EXERCISE TEXT —
↓↓↓

Growth factors, dysregulated signaling pathways, and tyrosine kinases promote further tumor cell proliferation, as well as inhibition of senescence and apoptosis. Key signaling pathways in cholangiocarcinoma involve interleukin (IL)-6, cyclooxygenase-2 (COX-2), epidermal growth factor receptor (EGFR), ErbB2 (also known as human epidermal growth factor receptor 2 [HER 2]), hepatocyte growth factor (HGF), and vascular endothelial cell growth factor receptor (VEGFR). The IL-6 signaling axis in particular has been shown to be critical to the pathogenesis of cholangiocarcinoma.16,17 Increased IL-6 signaling is sustained in cholangiocarcinoma cells by the following mechanisms: (1) autocrine secretion of high levels of IL-6; (2) COX-2-mediated up-regulation of the IL-6 receptor subunit gp130; and (3) inactivation of the negative feedback loop through epigenetic silencing of suppressor of cytokine signaling 3 (SOCS3). Increased IL-6 signaling constitutively activates the PI3K pathway, Janus Kinase (JAK) signal transducers and activators of transcription (STAT) pathway, and p38- and p42/44-mitogen-activated protein kinase (MAPK) pathways, which in turn mediate cell survival, cell proliferation, and evasion of cell senescence. The EGFR pathway is also constitutively activated, resulting in further activation of p38- and p42/44-MAPK.18 The EGFR homolog ErbB2 is overexpressed in many cholangiocarcinomas, resulting in downstream induction of Raf/MAPK pathways. In addition to its oncogenic effects, MAPK induces overexpression of COX-2, which is further stimulated by increased concentrations of bile acids, oxysterols, and iNOS.19,20 COX-2 also mediates cell survival and proliferation. Sustained cell proliferation is further mediated by increased HGF secretion and overexpression of its receptor, c-Met.21 The multiple pathways form a complex interacting network.

↑↑↑

THE TASK —
In the text on cholangiocarcinoma signaling, what is the name of the hepatocyte growth factor receptor that is overexpressed?

EXCERPTED RECORDS —

↓↓↓

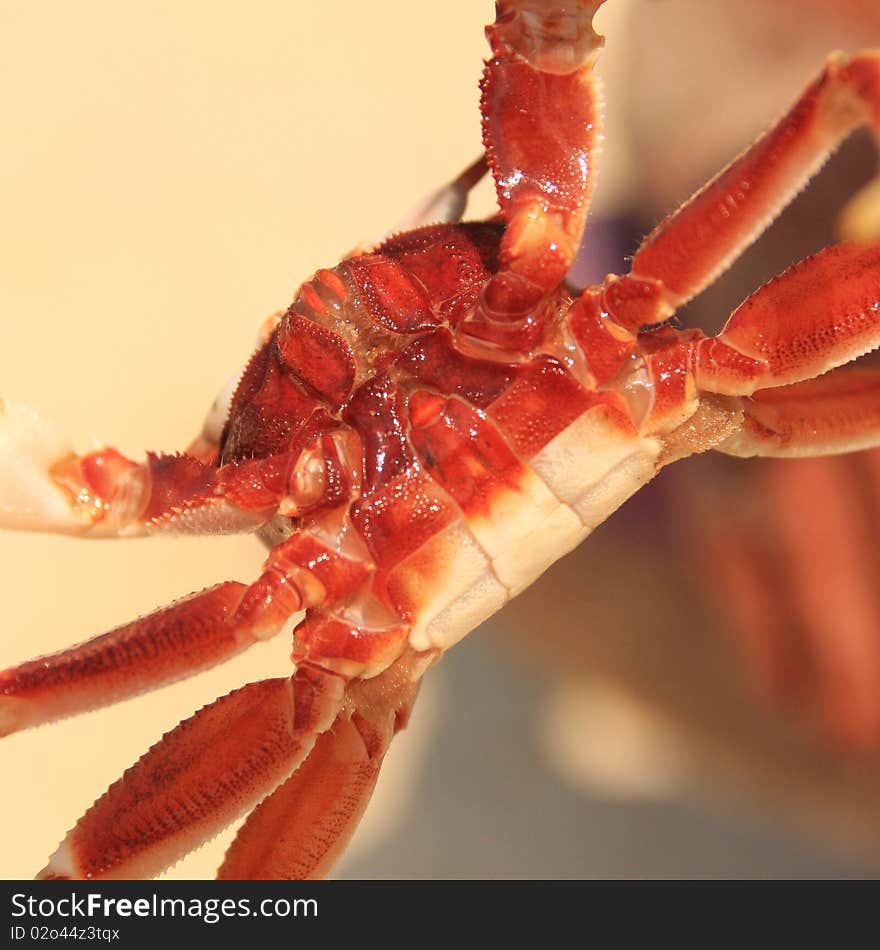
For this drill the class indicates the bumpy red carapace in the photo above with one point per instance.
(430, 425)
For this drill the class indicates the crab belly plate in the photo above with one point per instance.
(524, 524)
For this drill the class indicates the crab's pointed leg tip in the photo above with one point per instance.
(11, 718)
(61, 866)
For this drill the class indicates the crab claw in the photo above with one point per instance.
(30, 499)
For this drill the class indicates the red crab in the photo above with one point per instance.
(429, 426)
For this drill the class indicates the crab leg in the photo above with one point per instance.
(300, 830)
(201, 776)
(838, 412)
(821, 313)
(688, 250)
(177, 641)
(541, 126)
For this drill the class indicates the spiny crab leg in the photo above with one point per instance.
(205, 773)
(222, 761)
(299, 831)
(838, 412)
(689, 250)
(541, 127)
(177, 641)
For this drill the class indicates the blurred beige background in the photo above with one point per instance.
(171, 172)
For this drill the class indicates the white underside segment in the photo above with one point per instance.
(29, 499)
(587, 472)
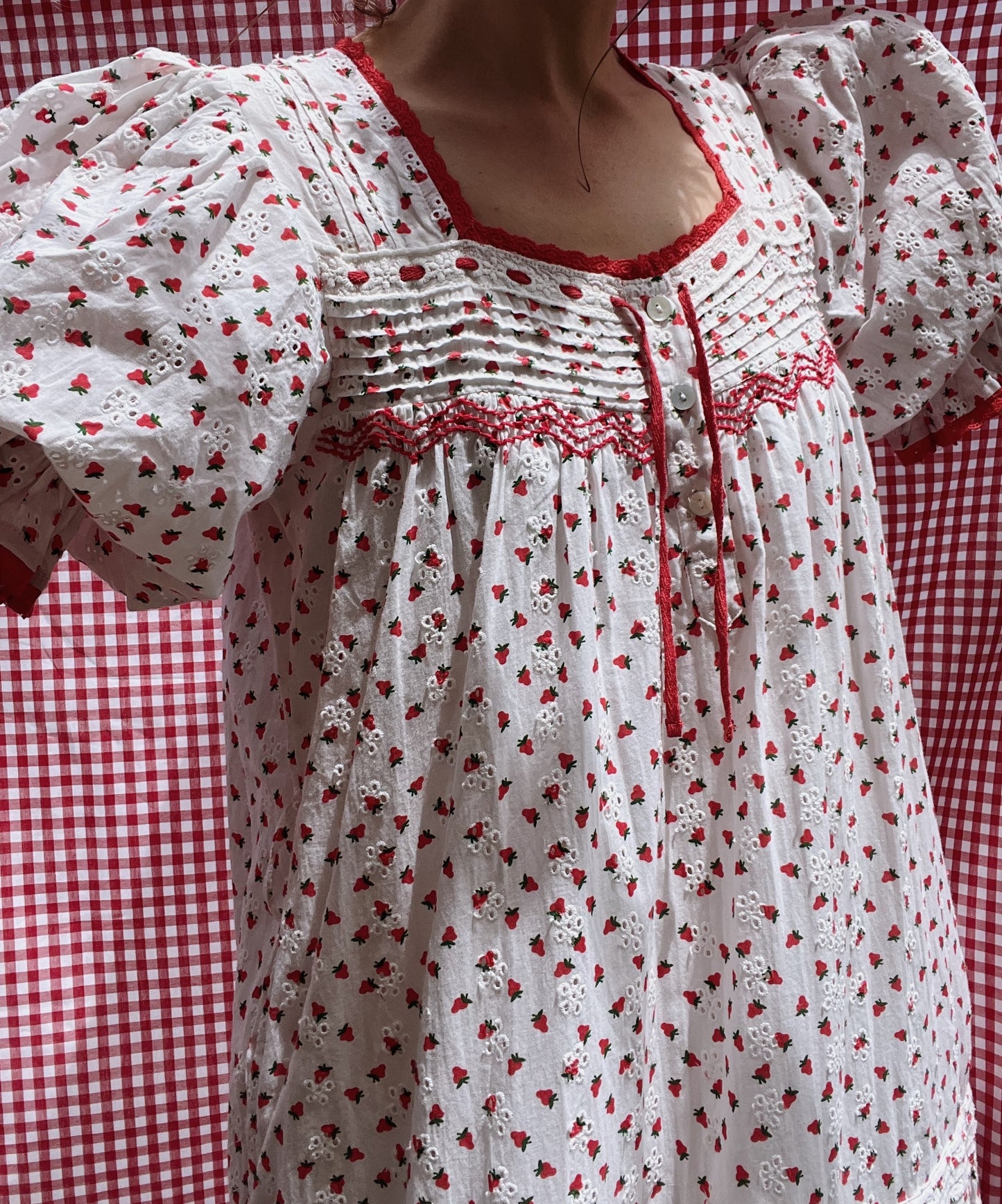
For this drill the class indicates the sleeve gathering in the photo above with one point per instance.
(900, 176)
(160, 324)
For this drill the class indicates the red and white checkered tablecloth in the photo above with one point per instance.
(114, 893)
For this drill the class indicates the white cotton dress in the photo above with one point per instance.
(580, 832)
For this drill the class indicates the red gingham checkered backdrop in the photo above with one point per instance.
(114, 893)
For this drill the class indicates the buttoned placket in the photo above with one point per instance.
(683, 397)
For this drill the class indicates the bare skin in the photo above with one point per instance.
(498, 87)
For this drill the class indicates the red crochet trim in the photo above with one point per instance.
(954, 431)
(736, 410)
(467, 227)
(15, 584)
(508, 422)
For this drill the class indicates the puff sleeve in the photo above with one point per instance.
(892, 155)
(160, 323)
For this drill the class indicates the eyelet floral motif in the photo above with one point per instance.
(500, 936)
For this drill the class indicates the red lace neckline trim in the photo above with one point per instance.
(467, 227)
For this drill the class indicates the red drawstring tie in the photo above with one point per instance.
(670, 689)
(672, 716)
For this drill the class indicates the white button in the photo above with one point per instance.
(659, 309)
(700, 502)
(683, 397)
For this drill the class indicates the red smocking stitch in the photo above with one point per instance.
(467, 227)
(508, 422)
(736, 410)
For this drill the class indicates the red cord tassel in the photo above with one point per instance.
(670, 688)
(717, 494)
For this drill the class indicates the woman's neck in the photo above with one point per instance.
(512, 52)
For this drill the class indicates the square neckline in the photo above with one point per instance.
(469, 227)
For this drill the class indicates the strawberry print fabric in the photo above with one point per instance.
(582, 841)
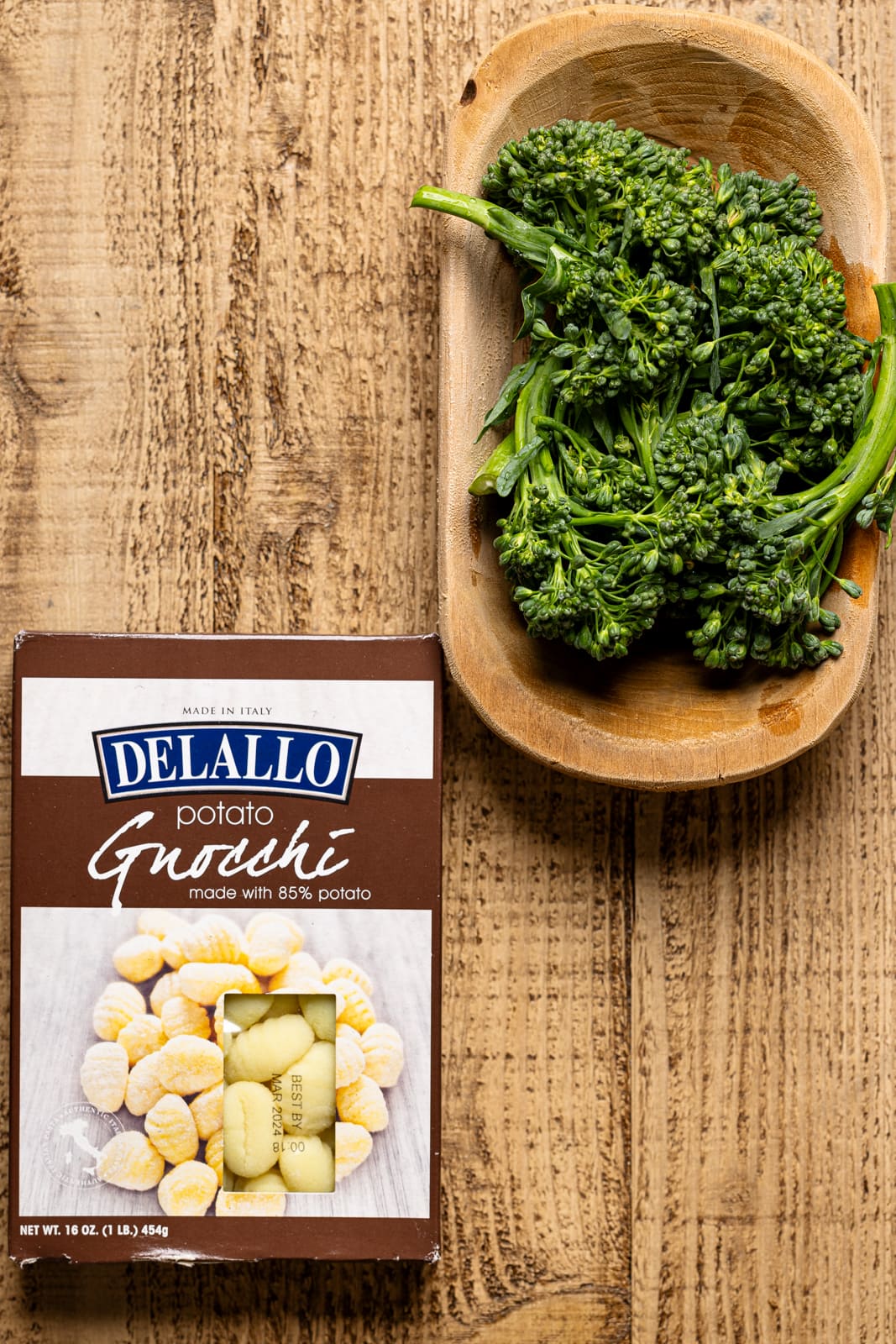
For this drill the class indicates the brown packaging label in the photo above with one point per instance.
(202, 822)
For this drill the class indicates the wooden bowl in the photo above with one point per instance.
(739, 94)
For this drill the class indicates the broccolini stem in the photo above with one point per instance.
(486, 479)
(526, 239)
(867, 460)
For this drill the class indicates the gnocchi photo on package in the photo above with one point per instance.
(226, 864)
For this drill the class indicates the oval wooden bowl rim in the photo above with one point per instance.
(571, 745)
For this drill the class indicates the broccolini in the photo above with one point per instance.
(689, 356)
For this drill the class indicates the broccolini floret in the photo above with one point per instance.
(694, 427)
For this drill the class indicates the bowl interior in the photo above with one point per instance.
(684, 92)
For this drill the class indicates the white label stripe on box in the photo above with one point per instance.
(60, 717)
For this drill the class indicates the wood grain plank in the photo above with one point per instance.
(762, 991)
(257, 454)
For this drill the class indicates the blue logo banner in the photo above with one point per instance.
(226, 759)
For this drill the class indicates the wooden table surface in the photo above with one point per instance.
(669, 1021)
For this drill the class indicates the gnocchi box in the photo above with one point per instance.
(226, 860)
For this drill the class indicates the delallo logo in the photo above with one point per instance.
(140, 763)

↑↑↑

RESULT OF THIS EXERCISE —
c-Met